Directions for this task: Down to the last line, copy the records below without any change.

Collected data entries
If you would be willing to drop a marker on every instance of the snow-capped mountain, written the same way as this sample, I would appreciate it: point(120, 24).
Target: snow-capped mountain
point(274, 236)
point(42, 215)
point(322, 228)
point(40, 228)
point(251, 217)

Response to this task:
If you would be willing to drop a marker on every instance of the snow-capped mountain, written the same way as this sample, I would appreciate it: point(120, 24).
Target: snow-capped mountain
point(274, 236)
point(42, 215)
point(322, 228)
point(40, 228)
point(251, 217)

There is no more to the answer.